## SHORT TASK A
Format the listing as a numbered list with blank lines omitted. Include only the part that opens with the first line of the listing and closes with the line containing "<point>42,50</point>".

## SOURCE DOCUMENT
2026 Men's Asian Champions Trophy

Tournament details
- Host country: India
- City: Jalandhar and Mohali, Punjab
- Dates: 27 October – 5 November 2026
- Teams: 6
- Venue(s): Surjit Hockey Stadium Mohali International Hockey Stadium

= 2026 Men's Asian Champions Trophy =

Asian field hockey tournament

The 2026 Men's Asian Champions Trophy (officially known as Hero Asian Champions Trophy 2026 for sponsorship reasons) is scheduled to be the 9th edition of the Men's Asian Champions Trophy, an international field hockey tournament organized by the Asian Hockey Federation. The tournament will be held from 27 October to 5 November 2026 across two cities in Punjab, India.

This marks the first time that the state of Punjab is hosting the competition. India are the defending champions, having won back-to-back titles in 2023 and 2024.

== Background and organisation ==
On 14 September 2026, the Chief Minister of Punjab, Bhagwant Mann, officially launched the tournament logo alongside members of Hockey India and the Asian Hockey Federation at the Municipal Corporation building in Mohali.

## EXCERPTED RECORDS
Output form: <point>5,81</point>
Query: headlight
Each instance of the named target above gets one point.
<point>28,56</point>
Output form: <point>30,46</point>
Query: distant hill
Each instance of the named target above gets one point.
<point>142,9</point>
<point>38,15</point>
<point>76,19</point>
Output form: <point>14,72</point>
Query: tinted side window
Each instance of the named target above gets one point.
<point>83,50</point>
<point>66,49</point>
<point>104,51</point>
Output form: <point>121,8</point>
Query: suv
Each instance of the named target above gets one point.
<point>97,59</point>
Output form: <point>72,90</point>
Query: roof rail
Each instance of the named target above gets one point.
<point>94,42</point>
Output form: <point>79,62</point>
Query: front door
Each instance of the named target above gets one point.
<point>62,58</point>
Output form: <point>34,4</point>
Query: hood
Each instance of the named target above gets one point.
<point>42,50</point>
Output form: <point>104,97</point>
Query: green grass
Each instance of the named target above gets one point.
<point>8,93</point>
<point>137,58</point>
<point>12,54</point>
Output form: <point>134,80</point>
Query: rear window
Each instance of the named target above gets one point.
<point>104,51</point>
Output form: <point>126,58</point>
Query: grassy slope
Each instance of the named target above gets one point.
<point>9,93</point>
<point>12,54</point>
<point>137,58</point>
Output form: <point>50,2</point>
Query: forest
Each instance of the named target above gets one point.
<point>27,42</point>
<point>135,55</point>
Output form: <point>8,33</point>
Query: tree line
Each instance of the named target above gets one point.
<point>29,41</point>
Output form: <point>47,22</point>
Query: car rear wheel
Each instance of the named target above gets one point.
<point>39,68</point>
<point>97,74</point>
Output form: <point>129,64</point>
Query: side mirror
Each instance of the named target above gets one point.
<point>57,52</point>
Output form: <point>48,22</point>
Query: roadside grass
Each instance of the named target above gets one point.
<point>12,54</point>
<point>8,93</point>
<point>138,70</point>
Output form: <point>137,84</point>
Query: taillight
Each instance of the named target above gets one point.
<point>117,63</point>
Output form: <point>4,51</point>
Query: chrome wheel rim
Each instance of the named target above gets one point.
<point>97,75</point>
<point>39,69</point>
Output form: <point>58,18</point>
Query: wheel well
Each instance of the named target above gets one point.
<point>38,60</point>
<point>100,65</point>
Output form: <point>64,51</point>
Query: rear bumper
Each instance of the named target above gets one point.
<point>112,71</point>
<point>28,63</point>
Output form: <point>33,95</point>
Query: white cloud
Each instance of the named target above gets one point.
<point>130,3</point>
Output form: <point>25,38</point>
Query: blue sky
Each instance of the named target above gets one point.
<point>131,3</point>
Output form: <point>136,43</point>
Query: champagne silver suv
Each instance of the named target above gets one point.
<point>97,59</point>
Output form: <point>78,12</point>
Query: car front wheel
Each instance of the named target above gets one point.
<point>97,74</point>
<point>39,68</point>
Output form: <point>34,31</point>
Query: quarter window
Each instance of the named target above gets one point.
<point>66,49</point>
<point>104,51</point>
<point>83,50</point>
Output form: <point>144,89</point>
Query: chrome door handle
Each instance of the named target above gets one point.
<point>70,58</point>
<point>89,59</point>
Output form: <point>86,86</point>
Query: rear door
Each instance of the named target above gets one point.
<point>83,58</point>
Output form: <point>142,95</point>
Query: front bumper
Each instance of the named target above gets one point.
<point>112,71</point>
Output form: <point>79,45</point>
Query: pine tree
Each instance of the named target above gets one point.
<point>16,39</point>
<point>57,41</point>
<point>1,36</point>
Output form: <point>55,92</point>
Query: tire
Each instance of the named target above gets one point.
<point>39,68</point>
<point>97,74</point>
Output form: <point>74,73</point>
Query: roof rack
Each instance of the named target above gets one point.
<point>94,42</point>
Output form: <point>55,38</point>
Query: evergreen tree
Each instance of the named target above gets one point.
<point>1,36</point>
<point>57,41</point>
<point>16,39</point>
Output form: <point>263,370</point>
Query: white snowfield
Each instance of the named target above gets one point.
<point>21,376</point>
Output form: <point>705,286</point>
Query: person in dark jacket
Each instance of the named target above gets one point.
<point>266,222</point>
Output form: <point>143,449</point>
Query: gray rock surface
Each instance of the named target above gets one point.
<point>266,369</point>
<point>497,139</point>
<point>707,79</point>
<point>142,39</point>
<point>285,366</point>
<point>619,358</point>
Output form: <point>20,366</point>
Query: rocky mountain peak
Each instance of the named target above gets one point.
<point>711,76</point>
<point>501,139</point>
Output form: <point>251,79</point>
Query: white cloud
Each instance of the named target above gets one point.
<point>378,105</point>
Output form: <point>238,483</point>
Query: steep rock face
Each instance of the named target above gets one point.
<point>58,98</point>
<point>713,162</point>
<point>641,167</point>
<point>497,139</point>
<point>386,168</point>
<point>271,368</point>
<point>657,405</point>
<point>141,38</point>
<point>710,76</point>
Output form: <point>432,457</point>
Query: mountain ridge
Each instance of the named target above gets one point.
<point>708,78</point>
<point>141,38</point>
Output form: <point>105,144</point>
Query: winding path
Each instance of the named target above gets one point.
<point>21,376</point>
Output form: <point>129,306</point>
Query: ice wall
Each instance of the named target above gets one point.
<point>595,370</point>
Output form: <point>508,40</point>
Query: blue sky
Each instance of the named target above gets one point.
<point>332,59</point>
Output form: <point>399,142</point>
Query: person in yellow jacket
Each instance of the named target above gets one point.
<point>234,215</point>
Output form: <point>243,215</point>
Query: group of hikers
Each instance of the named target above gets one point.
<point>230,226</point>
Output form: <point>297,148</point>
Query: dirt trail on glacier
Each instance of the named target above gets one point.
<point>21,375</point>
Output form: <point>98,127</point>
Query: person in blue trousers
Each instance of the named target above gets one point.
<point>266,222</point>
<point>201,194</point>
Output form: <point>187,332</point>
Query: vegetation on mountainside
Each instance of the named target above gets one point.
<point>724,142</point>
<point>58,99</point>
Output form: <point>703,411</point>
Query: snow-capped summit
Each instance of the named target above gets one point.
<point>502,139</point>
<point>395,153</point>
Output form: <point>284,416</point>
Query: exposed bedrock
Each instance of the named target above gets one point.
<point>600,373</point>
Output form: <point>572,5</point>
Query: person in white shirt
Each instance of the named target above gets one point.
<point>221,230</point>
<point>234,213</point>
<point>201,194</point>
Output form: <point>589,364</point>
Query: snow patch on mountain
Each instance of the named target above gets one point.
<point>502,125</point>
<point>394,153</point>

## SHORT TASK B
Rewrite the part of the 2026 Men's Asian Champions Trophy article that opens with the words "Tournament details" and closes with "2023 and 2024.", replacing "Punjab" with "Haryana".

## TASK ANSWER A
1. Output form: <point>5,81</point>
2. Query: headlight
3. Each instance of the named target above gets one point.
4. <point>28,56</point>
5. Output form: <point>30,46</point>
6. Query: distant hill
7. Each instance of the named target above gets one point.
8. <point>142,9</point>
9. <point>38,15</point>
10. <point>76,19</point>
11. Output form: <point>14,72</point>
12. Query: tinted side window
13. Each instance of the named target above gets one point.
14. <point>83,50</point>
15. <point>66,49</point>
16. <point>104,51</point>
17. Output form: <point>121,8</point>
18. Query: suv
19. Each instance of the named target above gets one point.
20. <point>97,59</point>
21. Output form: <point>72,90</point>
22. Query: roof rail
23. Each instance of the named target above gets one point.
24. <point>94,42</point>
25. Output form: <point>79,62</point>
26. Query: front door
27. Each instance of the named target above gets one point.
28. <point>62,58</point>
29. Output form: <point>34,4</point>
30. Query: hood
31. Each instance of the named target above gets one point.
32. <point>42,50</point>

## TASK ANSWER B
Tournament details
- Host country: India
- City: Jalandhar and Mohali, Haryana
- Dates: 27 October – 5 November 2026
- Teams: 6
- Venue(s): Surjit Hockey Stadium Mohali International Hockey Stadium

= 2026 Men's Asian Champions Trophy =

Asian field hockey tournament

The 2026 Men's Asian Champions Trophy (officially known as Hero Asian Champions Trophy 2026 for sponsorship reasons) is scheduled to be the 9th edition of the Men's Asian Champions Trophy, an international field hockey tournament organized by the Asian Hockey Federation. The tournament will be held from 27 October to 5 November 2026 across two cities in Haryana, India.

This marks the first time that the state of Haryana is hosting the competition. India are the defending champions, having won back-to-back titles in 2023 and 2024.